--- Task instructions ---
Every line of the records that contains the string "blue" counts once; give the total and nothing else.

--- Input data ---
···

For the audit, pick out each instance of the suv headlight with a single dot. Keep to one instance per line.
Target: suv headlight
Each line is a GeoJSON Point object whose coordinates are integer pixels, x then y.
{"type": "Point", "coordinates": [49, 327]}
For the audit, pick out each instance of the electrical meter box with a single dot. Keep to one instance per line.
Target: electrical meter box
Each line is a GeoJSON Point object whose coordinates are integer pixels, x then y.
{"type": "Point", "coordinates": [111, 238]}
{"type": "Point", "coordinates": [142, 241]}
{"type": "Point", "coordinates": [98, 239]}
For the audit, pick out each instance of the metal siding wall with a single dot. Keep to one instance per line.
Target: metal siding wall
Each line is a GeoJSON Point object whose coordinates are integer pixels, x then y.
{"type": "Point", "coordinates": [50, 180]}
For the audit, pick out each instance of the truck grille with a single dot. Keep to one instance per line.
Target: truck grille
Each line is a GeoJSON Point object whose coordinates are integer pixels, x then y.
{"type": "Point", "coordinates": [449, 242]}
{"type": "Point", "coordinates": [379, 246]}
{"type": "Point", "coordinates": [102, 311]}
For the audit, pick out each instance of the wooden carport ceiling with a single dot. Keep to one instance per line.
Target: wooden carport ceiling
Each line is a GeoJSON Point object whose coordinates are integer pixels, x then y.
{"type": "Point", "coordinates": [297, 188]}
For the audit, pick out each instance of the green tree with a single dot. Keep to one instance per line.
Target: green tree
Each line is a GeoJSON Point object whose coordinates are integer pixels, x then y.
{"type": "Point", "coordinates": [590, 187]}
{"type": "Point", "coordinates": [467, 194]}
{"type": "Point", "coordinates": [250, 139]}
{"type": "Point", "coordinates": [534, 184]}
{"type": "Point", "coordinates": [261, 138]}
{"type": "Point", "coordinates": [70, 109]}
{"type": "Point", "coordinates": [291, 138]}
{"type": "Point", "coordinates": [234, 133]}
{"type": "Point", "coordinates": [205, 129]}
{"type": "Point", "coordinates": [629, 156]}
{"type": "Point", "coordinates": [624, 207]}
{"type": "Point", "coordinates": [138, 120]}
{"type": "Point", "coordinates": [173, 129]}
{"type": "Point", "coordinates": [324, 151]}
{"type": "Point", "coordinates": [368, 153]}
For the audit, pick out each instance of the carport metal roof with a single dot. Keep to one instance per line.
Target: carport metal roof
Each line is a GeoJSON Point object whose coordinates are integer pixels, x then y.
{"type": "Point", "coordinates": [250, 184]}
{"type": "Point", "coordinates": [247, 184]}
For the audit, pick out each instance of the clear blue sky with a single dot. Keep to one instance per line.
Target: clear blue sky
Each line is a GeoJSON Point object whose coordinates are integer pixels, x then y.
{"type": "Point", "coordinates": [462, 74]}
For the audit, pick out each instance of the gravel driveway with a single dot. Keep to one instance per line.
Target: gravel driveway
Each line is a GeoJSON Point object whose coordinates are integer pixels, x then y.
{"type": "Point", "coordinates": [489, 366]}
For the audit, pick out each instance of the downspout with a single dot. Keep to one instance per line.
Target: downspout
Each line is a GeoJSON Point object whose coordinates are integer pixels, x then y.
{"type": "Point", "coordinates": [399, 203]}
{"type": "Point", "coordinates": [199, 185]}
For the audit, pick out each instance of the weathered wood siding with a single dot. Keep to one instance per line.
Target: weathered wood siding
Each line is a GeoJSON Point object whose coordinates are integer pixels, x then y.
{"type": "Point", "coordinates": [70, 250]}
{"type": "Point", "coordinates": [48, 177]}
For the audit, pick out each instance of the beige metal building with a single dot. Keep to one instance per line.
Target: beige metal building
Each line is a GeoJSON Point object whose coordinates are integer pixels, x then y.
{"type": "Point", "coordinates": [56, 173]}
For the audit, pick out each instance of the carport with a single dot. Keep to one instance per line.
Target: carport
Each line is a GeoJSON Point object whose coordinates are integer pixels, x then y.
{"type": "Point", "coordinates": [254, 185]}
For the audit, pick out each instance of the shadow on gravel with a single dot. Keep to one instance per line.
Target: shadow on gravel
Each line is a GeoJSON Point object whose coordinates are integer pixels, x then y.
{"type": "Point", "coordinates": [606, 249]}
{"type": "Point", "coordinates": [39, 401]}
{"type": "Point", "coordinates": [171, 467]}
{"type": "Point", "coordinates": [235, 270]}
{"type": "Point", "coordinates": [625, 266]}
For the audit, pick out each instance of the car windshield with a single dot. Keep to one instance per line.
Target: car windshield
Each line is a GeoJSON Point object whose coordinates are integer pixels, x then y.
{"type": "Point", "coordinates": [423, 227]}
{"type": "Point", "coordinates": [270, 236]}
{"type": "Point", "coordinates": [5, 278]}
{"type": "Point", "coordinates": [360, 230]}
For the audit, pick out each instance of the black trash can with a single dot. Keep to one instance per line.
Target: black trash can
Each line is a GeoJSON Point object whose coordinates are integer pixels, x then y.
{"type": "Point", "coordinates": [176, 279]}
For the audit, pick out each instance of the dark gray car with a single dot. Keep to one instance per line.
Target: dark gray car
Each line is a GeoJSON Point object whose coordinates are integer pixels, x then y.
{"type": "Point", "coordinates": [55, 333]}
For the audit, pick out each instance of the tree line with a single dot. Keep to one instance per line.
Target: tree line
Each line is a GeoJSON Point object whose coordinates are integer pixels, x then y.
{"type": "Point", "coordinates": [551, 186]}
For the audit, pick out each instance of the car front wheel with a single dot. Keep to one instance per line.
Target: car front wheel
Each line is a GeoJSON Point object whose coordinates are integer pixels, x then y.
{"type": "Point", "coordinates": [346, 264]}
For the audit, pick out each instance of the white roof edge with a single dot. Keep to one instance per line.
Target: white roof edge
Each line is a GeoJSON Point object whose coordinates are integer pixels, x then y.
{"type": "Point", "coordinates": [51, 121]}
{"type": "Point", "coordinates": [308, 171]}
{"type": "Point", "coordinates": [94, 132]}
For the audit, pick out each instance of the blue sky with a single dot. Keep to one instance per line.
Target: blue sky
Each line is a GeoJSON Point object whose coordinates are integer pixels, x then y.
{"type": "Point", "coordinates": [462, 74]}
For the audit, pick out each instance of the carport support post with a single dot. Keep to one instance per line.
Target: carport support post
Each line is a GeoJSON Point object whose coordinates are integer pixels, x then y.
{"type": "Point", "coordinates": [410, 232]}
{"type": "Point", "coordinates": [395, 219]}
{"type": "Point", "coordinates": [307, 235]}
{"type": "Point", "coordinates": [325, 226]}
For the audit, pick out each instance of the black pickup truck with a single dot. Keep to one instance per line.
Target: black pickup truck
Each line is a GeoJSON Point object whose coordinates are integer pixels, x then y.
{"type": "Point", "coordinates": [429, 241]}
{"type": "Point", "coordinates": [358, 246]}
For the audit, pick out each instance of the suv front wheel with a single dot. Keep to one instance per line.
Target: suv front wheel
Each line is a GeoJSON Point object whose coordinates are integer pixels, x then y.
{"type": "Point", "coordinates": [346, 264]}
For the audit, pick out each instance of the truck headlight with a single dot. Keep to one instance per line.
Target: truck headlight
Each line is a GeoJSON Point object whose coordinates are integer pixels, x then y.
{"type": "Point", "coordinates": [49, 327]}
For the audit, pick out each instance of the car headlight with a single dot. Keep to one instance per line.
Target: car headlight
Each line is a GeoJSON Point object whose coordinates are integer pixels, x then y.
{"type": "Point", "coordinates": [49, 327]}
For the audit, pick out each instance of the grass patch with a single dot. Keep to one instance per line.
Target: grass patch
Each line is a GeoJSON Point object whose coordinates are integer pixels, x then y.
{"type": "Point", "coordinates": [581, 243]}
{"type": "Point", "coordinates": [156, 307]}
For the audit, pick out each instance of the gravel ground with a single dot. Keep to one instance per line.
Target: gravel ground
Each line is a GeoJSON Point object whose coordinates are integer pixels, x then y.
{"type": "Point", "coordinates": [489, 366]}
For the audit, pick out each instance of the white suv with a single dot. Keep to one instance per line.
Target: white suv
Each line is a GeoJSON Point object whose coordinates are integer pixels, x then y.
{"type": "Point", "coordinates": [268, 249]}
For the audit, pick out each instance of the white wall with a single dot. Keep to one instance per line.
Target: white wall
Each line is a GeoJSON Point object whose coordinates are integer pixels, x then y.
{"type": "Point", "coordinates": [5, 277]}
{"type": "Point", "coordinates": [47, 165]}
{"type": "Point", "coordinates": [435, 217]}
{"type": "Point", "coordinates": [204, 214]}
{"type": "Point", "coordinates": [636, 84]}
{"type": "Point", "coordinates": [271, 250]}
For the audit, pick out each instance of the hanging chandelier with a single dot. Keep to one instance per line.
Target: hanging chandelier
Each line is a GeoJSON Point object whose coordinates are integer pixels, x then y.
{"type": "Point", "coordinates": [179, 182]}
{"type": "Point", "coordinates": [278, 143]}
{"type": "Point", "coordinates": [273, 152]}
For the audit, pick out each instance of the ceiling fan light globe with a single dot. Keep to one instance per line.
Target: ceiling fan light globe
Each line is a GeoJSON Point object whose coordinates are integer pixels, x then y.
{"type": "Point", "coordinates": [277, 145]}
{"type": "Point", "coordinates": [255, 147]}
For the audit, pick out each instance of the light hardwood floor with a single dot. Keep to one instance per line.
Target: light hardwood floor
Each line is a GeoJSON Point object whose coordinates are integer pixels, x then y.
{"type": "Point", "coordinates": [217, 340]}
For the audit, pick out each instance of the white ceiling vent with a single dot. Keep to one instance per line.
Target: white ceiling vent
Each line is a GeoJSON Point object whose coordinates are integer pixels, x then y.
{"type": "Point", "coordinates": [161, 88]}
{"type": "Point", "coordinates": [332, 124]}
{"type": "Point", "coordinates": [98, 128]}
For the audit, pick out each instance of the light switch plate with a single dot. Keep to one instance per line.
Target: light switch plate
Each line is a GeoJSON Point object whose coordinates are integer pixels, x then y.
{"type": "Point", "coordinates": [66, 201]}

···

--- Your response ---
4